Work item: Pick out each line in these entries that contains the string "cassock".

Start of Source material

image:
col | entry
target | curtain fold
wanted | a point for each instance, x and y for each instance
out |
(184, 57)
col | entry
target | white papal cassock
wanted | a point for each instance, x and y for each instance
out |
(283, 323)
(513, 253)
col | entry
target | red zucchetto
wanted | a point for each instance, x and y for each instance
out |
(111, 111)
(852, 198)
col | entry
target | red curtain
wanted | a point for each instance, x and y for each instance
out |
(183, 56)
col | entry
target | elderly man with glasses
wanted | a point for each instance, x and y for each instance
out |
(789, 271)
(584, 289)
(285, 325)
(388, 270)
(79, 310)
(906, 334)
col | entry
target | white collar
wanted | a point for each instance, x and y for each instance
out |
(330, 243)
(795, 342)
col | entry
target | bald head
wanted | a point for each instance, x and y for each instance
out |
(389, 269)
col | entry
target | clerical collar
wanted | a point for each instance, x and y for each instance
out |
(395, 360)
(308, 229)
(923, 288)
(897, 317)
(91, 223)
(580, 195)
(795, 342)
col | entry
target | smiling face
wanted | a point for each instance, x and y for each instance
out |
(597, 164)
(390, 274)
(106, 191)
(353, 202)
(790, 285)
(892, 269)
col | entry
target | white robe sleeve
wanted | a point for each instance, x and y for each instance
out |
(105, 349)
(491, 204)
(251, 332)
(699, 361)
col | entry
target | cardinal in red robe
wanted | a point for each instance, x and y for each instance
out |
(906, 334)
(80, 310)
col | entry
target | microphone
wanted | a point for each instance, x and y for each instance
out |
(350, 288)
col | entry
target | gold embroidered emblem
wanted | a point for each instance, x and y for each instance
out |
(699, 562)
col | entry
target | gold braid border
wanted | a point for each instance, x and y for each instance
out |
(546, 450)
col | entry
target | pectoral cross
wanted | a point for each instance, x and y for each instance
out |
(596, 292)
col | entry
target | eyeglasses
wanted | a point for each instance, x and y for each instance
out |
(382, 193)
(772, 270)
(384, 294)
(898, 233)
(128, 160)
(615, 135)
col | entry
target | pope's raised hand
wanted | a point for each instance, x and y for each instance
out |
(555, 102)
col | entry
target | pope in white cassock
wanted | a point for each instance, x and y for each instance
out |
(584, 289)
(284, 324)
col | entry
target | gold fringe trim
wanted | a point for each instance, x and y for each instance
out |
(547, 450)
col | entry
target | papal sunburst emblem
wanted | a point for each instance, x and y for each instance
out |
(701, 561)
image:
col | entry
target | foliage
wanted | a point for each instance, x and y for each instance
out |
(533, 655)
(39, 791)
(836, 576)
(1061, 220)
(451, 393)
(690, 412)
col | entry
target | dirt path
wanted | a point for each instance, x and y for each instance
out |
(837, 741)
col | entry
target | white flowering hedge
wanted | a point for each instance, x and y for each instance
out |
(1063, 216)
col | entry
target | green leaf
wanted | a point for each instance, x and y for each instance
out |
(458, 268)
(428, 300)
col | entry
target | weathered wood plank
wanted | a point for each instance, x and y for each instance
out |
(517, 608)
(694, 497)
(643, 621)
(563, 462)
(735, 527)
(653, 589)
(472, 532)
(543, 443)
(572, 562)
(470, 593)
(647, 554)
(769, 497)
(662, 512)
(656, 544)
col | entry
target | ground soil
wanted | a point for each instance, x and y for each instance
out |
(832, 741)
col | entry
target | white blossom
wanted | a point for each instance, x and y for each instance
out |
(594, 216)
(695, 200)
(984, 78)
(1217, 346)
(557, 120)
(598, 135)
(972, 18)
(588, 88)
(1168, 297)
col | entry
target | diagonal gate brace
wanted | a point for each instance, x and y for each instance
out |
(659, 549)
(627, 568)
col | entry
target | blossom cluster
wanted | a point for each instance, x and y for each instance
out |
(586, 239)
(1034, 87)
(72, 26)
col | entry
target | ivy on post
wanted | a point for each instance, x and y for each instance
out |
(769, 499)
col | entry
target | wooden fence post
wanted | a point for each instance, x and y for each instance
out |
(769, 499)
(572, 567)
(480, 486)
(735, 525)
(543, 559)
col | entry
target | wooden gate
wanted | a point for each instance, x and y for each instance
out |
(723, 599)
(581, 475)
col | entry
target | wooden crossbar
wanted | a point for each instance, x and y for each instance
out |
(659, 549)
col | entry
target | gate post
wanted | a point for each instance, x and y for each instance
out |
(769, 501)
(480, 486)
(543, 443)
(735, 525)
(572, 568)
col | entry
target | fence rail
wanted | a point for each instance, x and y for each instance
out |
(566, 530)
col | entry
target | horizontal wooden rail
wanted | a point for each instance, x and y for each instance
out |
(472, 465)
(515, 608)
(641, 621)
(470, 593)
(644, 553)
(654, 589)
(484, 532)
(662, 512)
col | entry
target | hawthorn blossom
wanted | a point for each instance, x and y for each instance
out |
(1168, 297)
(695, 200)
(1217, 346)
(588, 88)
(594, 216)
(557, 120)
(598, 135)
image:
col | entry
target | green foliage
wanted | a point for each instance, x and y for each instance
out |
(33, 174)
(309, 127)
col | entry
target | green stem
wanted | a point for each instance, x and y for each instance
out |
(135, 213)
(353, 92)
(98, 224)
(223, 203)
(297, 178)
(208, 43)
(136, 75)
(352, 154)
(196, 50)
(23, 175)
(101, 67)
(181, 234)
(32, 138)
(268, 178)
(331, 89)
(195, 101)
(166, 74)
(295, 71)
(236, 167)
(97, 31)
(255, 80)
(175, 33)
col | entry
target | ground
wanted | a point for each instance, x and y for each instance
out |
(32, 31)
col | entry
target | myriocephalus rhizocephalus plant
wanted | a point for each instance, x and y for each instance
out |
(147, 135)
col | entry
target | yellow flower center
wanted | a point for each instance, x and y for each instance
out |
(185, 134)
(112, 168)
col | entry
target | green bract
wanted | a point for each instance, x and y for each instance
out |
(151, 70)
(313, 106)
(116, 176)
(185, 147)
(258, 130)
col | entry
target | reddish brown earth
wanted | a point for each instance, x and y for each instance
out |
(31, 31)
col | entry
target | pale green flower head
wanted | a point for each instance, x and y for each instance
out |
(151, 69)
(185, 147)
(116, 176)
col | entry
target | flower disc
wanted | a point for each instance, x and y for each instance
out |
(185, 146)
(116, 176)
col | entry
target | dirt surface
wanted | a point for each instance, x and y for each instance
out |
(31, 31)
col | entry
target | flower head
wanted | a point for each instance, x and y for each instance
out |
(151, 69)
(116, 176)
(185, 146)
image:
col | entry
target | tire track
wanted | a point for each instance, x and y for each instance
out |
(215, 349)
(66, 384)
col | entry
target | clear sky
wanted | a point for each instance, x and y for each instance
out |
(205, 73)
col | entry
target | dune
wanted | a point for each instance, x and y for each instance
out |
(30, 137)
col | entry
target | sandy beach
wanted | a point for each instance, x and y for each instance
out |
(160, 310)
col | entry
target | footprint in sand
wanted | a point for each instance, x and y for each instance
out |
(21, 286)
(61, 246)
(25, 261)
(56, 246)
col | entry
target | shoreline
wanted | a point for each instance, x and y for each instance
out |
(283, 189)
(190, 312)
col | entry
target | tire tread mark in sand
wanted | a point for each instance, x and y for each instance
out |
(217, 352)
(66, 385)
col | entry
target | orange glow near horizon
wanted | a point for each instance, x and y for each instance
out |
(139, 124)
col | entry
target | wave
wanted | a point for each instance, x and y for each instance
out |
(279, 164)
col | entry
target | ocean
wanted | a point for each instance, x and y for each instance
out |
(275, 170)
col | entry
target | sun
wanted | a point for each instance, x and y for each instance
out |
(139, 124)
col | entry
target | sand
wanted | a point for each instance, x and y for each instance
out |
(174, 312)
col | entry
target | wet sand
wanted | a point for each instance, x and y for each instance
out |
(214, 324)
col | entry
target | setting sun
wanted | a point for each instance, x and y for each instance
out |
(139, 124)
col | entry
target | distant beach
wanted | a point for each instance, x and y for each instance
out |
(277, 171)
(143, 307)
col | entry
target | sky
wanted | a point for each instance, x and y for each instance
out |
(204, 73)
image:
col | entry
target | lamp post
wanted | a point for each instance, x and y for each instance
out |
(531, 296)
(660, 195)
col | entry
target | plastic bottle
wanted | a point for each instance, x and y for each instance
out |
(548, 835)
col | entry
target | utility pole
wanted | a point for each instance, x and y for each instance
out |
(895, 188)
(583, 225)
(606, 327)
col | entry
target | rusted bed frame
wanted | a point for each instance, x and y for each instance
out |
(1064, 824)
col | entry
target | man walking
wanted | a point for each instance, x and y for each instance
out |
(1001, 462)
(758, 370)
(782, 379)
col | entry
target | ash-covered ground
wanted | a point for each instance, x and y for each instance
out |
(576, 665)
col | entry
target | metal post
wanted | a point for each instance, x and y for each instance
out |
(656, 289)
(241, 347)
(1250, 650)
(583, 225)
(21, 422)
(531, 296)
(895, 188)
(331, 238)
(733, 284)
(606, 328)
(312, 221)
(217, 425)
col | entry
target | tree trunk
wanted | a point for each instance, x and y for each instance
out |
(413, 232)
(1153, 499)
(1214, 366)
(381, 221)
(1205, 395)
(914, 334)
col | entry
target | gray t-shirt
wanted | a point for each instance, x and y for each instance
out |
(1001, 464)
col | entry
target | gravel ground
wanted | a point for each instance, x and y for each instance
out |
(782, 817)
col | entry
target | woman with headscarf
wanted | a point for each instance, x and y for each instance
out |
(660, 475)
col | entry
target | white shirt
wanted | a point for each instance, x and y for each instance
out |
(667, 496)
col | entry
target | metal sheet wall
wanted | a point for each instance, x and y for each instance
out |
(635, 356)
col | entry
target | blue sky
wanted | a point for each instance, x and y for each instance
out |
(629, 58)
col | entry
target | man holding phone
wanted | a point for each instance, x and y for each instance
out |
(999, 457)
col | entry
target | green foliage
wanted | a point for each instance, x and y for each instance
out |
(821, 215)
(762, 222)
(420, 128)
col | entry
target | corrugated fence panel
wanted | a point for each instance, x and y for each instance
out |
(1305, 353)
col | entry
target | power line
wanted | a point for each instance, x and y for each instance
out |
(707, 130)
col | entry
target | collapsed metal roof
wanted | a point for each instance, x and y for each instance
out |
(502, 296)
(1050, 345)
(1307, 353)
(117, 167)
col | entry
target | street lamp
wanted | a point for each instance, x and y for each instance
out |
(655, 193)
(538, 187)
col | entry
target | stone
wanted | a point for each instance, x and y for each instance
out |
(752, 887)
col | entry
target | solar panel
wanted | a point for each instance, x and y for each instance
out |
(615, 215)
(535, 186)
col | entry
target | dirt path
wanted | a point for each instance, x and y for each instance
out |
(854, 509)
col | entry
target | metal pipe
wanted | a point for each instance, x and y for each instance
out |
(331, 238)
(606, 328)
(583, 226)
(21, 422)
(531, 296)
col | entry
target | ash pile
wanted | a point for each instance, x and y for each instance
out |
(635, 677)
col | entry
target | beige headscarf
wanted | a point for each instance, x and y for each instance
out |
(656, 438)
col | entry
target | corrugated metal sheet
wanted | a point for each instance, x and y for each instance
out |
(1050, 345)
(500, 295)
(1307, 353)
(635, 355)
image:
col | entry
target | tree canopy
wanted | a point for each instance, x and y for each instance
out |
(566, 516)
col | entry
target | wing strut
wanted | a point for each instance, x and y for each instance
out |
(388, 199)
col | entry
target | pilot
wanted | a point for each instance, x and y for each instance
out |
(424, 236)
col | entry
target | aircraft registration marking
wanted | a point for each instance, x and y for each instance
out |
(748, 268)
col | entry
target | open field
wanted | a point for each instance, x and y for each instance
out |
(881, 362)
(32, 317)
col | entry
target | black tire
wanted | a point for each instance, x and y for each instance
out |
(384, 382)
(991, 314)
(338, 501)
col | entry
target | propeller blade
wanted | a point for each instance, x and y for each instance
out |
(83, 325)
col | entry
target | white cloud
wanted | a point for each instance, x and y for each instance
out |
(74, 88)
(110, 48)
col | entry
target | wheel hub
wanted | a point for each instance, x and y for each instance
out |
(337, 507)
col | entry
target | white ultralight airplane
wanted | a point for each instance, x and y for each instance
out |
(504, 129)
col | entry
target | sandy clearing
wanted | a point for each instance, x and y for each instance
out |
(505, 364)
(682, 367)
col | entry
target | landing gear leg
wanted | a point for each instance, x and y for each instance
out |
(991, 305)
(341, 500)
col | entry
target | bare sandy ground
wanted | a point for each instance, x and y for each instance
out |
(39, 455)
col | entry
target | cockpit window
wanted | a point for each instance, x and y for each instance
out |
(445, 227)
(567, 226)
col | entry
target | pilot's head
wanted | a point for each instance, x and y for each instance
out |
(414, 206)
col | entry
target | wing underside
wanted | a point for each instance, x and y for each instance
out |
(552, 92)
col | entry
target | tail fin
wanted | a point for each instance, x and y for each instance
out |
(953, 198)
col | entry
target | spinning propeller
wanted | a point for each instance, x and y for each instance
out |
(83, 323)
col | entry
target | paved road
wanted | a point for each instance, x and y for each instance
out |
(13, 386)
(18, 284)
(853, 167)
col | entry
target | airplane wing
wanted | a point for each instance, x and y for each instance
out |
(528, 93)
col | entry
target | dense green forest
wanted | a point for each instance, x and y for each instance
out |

End of Source material

Answer section:
target | white papal cassock
target | pope in white cassock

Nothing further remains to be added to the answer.